Data listing
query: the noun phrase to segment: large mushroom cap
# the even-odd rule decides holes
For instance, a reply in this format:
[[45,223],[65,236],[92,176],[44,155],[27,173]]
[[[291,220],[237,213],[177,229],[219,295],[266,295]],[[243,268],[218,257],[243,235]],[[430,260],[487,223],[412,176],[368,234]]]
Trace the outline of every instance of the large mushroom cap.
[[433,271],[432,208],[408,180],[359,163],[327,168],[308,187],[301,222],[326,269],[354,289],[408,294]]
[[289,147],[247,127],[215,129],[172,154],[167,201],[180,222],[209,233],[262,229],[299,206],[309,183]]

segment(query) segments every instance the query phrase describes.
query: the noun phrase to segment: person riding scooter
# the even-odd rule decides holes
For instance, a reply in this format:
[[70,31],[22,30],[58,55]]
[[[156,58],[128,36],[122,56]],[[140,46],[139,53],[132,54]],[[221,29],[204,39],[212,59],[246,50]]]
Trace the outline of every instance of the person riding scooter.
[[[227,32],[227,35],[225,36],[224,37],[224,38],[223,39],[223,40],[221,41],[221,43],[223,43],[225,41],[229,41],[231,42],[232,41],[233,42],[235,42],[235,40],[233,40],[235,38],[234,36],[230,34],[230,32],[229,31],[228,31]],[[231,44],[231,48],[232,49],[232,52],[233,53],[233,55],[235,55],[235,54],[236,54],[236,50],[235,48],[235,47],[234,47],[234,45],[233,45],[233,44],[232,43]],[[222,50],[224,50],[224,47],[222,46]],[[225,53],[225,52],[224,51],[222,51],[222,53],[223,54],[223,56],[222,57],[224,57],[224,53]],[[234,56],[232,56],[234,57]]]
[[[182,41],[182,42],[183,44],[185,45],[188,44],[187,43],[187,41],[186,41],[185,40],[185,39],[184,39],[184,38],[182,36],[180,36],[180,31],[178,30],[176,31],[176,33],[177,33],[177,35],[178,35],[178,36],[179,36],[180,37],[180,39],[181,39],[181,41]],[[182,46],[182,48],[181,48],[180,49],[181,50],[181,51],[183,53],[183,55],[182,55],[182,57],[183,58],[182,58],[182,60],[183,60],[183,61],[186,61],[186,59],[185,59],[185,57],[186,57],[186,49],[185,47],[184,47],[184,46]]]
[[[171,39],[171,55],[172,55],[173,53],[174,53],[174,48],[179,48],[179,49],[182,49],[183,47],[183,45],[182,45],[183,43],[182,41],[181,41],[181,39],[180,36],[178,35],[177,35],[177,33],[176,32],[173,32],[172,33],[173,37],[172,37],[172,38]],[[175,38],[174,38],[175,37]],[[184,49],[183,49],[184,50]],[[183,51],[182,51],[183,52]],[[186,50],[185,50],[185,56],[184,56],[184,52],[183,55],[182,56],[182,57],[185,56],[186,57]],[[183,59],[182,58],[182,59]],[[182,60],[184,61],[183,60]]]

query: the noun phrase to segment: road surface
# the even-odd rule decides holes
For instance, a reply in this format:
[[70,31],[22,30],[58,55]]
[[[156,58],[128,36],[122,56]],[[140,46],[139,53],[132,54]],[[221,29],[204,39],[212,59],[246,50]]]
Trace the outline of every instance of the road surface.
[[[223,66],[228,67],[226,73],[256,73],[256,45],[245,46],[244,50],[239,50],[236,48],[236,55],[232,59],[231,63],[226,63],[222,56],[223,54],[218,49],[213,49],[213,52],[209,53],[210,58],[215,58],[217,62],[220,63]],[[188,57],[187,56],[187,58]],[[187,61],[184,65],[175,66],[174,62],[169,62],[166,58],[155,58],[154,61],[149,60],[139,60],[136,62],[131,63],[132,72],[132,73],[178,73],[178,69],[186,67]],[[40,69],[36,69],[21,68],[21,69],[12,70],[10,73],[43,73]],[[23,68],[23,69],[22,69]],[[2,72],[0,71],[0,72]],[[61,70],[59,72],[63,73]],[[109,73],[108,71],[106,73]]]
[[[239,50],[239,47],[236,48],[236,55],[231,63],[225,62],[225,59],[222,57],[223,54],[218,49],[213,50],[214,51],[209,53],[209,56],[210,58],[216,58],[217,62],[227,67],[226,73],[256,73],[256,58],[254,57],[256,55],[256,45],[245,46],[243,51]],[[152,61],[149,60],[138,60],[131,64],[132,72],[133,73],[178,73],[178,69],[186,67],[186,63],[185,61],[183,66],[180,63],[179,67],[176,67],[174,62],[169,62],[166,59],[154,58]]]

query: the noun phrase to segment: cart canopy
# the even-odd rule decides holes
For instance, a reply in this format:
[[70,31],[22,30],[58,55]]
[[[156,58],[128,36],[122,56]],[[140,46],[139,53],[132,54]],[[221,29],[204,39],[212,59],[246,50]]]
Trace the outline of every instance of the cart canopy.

**Goal:**
Rewrite all of the material above, swapping "Trace the outline" for "Draw the outline" wherever it appears. Leave every other line and character as it is.

**Task answer:**
query: the noun phrase to segment: large mushroom cap
# the even-odd rule decides holes
For instance, a reply in this format:
[[45,223],[65,236],[92,176],[44,155],[27,173]]
[[[291,220],[237,213],[177,229],[219,295],[266,295]],[[243,268],[218,257],[243,235]],[[430,260],[487,223],[412,176],[368,234]]]
Draw the outline of every instance of the large mushroom cap.
[[433,271],[432,208],[408,180],[359,163],[327,168],[308,187],[301,222],[326,269],[354,289],[408,294]]
[[289,147],[247,127],[215,129],[172,154],[167,201],[180,222],[209,233],[262,229],[299,206],[309,183]]

segment(query) segments every instance the query phrase describes.
query: the noun phrase to segment: person riding scooter
# the even-odd rule decides holes
For instance, a reply in this format:
[[70,31],[22,30],[58,55]]
[[[156,58],[128,36],[122,56]],[[140,46],[139,53],[132,54]],[[221,29],[204,39],[212,59],[246,50]]]
Draw the outline of every instance of the person riding scooter.
[[[227,32],[227,35],[225,36],[224,37],[224,38],[223,39],[223,40],[221,41],[221,43],[223,43],[225,41],[229,41],[231,42],[232,41],[233,42],[235,42],[235,40],[233,40],[235,38],[234,36],[230,34],[230,32],[229,31],[228,31]],[[231,44],[231,48],[232,49],[232,52],[233,53],[233,55],[235,55],[235,54],[236,54],[236,50],[235,48],[235,47],[234,47],[234,45],[233,45],[233,44],[232,43]],[[222,50],[224,50],[224,47],[222,46]],[[225,53],[225,52],[224,51],[222,51],[222,53],[223,54],[223,56],[222,57],[224,57],[224,53]],[[234,56],[232,56],[234,57]]]
[[[182,41],[182,42],[183,44],[185,45],[188,44],[187,43],[187,41],[186,41],[185,40],[185,39],[184,39],[184,38],[182,36],[180,36],[180,31],[178,30],[176,31],[176,33],[177,33],[177,35],[178,35],[178,36],[179,36],[180,37],[180,39],[181,39],[181,41]],[[182,46],[182,48],[181,48],[180,49],[181,50],[181,51],[183,53],[183,55],[182,55],[182,57],[183,58],[182,58],[182,60],[183,60],[183,61],[186,61],[186,59],[185,59],[185,57],[186,57],[186,49],[185,47],[184,47],[184,46]]]
[[[171,39],[171,55],[172,55],[173,53],[174,53],[174,48],[179,48],[179,49],[182,49],[183,47],[183,45],[182,45],[183,43],[182,41],[181,41],[181,39],[180,36],[178,35],[177,35],[177,33],[176,32],[173,32],[172,33],[173,37],[172,37],[172,38]],[[175,38],[174,38],[175,37]],[[184,49],[183,49],[184,50]],[[183,51],[182,51],[183,52]],[[186,50],[185,50],[185,56],[184,56],[184,52],[183,55],[182,56],[182,57],[185,56],[186,57]],[[183,59],[182,58],[182,59]],[[182,60],[184,61],[183,60]]]

query: the noun phrase to segment: road surface
# the even-odd rule decides holes
For instance, a reply in this format:
[[70,31],[22,30],[58,55]]
[[[156,58],[128,36],[122,56]],[[140,46],[139,53],[132,54]],[[221,29],[204,39],[212,59],[246,50]]]
Draw the outline of every instance of the road surface.
[[[223,66],[228,67],[226,73],[256,73],[256,45],[245,46],[244,50],[239,50],[236,48],[236,55],[232,59],[231,63],[226,63],[222,56],[223,54],[218,49],[213,49],[213,52],[209,53],[210,58],[215,58],[217,62],[220,63]],[[188,57],[187,56],[187,58]],[[187,61],[184,65],[175,66],[174,62],[169,62],[166,58],[155,58],[154,61],[149,60],[139,60],[136,62],[131,63],[132,72],[132,73],[178,73],[178,69],[186,67]],[[40,69],[36,69],[21,68],[21,69],[12,70],[10,73],[43,73]],[[23,68],[23,69],[22,69]],[[2,72],[0,71],[0,72]],[[61,70],[59,72],[63,73]],[[109,73],[108,71],[106,73]]]
[[[239,50],[239,47],[236,48],[236,55],[231,63],[225,62],[225,59],[222,57],[223,54],[218,49],[213,50],[214,51],[209,53],[209,56],[210,58],[216,58],[217,62],[227,67],[226,73],[256,73],[256,58],[254,57],[256,55],[256,45],[245,46],[243,51]],[[152,61],[149,60],[138,60],[131,64],[132,72],[133,73],[178,73],[178,69],[186,67],[186,63],[185,61],[183,66],[180,63],[179,67],[176,67],[174,62],[169,62],[166,59],[154,58]]]

query: the noun phrase to segment: cart canopy
# the even-odd rule decides holes
For instance, a reply in this format:
[[70,31],[22,30],[58,55]]
[[[156,58],[128,36],[122,56]],[[140,46],[139,53],[132,54]],[[221,29],[204,39],[212,59],[246,50]]]
Draw the outline of every instance of the cart canopy.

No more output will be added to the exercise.